All lines in the data below carrying the string "counter" are to be located and copied.

**Extracted data entries**
################
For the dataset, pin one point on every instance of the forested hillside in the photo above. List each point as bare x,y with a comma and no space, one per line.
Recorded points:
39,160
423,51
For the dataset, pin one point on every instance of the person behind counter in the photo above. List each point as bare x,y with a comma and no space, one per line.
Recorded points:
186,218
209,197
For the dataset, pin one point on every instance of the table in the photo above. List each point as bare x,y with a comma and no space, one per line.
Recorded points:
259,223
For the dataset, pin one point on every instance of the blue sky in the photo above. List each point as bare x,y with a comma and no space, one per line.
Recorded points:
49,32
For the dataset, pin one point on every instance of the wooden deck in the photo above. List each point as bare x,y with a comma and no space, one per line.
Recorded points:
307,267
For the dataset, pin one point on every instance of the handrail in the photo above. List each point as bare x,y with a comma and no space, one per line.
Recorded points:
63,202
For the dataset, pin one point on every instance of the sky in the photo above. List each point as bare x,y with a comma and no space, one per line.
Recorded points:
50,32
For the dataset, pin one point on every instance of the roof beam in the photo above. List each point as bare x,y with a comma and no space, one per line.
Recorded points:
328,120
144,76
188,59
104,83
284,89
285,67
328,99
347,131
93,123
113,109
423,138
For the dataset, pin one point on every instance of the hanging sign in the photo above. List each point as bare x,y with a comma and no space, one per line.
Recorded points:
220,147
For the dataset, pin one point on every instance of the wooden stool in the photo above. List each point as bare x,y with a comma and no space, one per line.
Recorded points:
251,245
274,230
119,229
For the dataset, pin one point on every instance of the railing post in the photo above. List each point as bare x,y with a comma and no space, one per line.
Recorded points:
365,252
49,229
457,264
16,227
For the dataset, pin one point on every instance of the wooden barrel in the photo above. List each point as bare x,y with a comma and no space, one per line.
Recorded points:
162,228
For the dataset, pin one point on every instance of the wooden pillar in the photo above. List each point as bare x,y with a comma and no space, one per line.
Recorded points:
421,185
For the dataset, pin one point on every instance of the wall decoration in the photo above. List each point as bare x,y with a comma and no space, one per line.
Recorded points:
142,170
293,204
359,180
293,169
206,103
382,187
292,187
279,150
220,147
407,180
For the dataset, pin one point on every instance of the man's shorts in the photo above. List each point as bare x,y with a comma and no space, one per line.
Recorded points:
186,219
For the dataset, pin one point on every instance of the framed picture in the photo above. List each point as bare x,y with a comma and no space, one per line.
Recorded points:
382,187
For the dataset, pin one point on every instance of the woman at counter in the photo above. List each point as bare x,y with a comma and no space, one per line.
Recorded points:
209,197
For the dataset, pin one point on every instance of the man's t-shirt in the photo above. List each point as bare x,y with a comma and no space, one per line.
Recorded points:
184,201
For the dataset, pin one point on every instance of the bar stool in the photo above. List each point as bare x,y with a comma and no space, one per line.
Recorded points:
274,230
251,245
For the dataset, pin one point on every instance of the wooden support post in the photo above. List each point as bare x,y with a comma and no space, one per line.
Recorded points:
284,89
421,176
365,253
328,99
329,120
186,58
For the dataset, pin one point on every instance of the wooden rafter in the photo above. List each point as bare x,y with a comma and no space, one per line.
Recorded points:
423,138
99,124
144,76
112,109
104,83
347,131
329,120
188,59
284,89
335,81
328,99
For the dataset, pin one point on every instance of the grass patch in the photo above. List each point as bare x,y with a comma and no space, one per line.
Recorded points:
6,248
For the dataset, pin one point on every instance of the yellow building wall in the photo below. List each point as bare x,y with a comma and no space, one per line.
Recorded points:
################
**Result of this exercise**
For the dataset, pin one point on every instance of the person behind counter in the photo above. List each point as bare x,y with a comma and no space, one per line.
For the dataset, pin one point on every instance of the woman at counter in the photo above. List each point as bare x,y with a comma and no space, one per line.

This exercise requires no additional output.